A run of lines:
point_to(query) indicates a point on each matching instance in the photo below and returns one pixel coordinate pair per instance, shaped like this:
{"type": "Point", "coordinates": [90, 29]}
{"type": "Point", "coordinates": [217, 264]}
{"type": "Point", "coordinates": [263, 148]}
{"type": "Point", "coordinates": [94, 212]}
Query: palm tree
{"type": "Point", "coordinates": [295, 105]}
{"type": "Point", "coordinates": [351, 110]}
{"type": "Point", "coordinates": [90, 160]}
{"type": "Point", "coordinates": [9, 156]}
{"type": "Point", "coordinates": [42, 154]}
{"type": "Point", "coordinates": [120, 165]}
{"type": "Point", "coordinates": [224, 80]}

Do this: Return the lines above exactly as they appear.

Finished exercise:
point_to(query) indicates a point on each matching instance in the photo below and returns one pixel coordinate pair per instance, shaped like this:
{"type": "Point", "coordinates": [90, 29]}
{"type": "Point", "coordinates": [217, 264]}
{"type": "Point", "coordinates": [263, 148]}
{"type": "Point", "coordinates": [94, 212]}
Query: palm tree
{"type": "Point", "coordinates": [295, 105]}
{"type": "Point", "coordinates": [351, 110]}
{"type": "Point", "coordinates": [90, 160]}
{"type": "Point", "coordinates": [9, 156]}
{"type": "Point", "coordinates": [42, 154]}
{"type": "Point", "coordinates": [120, 165]}
{"type": "Point", "coordinates": [224, 80]}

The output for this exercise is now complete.